___ Rows

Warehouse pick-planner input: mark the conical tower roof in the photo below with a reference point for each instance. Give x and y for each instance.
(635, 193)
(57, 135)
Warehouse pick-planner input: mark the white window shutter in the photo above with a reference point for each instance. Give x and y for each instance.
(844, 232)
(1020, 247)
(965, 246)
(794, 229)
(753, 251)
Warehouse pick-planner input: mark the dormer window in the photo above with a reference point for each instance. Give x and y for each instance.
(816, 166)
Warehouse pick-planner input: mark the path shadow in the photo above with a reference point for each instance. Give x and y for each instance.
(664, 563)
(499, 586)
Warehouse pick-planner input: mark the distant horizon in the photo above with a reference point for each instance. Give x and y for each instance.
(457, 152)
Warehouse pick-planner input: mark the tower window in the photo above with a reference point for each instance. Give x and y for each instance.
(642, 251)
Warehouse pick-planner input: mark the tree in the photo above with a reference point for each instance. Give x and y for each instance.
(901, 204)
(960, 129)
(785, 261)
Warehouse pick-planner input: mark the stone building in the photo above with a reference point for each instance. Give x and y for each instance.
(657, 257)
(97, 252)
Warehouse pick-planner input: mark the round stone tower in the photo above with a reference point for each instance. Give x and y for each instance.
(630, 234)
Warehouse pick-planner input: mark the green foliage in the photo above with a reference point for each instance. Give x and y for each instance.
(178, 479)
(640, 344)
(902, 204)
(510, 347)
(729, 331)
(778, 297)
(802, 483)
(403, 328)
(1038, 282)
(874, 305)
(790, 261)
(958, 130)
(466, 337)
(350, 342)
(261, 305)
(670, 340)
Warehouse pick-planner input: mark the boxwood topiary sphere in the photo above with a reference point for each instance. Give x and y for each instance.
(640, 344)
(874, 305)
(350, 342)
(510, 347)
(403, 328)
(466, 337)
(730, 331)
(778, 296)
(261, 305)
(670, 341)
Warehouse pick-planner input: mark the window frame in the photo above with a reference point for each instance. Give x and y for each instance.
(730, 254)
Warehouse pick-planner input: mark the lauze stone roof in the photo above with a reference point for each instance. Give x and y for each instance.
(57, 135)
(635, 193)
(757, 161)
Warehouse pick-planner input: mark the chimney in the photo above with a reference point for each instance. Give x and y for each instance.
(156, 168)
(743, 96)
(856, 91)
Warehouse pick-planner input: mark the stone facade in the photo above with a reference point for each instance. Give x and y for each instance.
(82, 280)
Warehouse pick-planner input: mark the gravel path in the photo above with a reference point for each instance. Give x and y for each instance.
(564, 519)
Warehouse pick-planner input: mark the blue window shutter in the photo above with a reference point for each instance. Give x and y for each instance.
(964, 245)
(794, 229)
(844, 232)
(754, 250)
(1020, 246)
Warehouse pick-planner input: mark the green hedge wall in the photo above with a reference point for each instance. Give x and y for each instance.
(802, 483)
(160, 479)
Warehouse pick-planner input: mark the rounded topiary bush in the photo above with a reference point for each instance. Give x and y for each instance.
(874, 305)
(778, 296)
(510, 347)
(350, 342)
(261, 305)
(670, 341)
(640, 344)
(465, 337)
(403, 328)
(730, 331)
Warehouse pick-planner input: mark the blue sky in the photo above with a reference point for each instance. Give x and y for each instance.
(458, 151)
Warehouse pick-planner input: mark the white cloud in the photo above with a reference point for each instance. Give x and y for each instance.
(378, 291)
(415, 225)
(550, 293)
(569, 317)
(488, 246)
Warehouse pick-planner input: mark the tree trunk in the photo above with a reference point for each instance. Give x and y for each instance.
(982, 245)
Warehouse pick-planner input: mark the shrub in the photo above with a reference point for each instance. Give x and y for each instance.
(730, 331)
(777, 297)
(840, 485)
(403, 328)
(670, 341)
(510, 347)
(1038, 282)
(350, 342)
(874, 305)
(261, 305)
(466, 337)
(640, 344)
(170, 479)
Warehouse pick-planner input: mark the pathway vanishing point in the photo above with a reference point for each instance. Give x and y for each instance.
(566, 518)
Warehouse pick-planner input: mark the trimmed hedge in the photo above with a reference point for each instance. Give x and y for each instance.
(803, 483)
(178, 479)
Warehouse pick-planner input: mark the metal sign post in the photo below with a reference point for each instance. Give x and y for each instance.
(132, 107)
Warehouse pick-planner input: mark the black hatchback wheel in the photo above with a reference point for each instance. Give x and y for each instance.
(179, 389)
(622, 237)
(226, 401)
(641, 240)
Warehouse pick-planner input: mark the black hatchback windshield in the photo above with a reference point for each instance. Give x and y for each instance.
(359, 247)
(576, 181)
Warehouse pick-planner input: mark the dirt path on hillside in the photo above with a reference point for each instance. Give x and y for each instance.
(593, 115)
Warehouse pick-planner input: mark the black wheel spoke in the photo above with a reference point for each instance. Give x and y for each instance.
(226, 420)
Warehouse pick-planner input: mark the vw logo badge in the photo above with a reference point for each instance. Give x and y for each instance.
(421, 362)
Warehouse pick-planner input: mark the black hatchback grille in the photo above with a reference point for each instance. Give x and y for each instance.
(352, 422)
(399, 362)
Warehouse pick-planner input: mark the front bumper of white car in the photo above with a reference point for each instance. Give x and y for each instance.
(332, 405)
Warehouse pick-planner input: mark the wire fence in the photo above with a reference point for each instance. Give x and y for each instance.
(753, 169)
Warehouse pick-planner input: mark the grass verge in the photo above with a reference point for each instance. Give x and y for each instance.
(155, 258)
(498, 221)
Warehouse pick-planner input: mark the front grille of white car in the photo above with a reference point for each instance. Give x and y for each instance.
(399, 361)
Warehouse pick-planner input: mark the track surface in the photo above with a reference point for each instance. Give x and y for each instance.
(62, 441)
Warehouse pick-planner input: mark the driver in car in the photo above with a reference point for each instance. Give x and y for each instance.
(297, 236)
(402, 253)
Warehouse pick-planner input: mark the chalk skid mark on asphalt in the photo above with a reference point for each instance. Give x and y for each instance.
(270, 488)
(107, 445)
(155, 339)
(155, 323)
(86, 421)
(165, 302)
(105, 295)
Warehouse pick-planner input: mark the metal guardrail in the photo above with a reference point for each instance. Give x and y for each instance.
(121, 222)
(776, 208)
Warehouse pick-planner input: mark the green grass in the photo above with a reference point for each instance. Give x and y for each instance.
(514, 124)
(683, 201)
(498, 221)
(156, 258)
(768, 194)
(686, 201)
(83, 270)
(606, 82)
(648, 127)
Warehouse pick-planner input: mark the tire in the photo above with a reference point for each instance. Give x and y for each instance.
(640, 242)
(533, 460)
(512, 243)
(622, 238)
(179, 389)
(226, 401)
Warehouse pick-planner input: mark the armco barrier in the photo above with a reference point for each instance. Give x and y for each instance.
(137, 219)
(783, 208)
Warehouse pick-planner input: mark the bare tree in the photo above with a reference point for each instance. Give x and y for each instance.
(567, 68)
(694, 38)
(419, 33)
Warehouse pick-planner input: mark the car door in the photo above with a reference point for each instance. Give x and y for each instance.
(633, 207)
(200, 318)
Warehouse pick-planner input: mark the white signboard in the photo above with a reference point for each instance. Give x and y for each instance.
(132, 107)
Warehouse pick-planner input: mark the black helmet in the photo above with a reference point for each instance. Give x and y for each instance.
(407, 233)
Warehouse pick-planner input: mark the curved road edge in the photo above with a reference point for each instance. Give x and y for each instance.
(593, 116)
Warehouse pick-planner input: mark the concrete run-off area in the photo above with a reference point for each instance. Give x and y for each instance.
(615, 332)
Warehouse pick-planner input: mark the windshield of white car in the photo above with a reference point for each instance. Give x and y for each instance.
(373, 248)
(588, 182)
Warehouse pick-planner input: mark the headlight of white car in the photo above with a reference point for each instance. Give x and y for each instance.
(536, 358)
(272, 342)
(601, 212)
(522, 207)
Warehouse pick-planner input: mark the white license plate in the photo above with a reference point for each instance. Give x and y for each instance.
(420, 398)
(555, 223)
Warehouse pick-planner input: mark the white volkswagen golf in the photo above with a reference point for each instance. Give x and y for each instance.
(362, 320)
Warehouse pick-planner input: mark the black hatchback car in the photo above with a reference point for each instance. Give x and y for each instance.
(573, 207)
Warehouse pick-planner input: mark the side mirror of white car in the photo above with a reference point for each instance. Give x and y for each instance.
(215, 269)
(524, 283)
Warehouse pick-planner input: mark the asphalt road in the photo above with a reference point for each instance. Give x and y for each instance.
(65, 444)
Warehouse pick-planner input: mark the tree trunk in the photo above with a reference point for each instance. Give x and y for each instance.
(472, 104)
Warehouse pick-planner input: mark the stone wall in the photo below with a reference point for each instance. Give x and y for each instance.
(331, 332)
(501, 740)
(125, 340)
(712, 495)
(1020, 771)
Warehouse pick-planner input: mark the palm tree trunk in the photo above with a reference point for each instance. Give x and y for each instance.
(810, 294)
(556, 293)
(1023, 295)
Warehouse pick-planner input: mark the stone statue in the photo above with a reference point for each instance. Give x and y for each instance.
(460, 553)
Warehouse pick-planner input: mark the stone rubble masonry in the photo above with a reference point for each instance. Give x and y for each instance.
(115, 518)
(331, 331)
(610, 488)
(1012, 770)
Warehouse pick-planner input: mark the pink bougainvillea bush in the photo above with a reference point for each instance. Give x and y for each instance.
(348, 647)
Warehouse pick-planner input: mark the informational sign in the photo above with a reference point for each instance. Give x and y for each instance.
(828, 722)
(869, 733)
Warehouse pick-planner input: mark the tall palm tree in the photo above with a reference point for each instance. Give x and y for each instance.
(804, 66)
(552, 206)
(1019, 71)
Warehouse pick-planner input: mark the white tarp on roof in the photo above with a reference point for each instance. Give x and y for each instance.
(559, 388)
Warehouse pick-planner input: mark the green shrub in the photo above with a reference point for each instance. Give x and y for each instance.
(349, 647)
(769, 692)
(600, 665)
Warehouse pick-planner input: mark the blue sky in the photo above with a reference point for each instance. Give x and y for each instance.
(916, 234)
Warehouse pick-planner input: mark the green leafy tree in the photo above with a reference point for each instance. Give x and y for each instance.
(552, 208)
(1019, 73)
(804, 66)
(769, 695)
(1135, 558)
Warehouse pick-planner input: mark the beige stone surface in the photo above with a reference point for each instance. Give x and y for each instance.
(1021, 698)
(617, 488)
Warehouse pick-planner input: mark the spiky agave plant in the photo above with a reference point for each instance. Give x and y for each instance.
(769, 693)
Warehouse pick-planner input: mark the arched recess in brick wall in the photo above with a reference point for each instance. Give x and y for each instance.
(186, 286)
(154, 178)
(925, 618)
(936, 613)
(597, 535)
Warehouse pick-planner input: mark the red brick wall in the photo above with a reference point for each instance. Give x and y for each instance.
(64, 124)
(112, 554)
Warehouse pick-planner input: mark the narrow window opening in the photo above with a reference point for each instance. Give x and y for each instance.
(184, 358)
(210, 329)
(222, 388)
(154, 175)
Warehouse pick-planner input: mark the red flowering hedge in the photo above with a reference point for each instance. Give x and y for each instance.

______

[What you are asked to do] Starting at the line that contains "Warehouse pick-planner input: mark the arched", output each remaining line of the listing, the last line included, exactly as it appears.

[Final answer]
Warehouse pick-planner input: mark the arched recess in brick wall in the photo above with a reference point for each instance. Give x and y for each instance.
(186, 286)
(154, 178)
(925, 618)
(936, 613)
(597, 535)
Warehouse pick-planner input: mark the red brick wall in the photo above with a reference point for each instance. Give x and y for each instance.
(64, 124)
(112, 554)
Warehouse pick-planner input: mark the narrow window opening in the photo above with a reference point for each instance. Give x and y for each instance.
(184, 358)
(210, 329)
(222, 388)
(154, 175)
Warehouse pick-planner input: mark the red flowering hedge in the photo above with a reference point for each instance. Give x and y for each instance.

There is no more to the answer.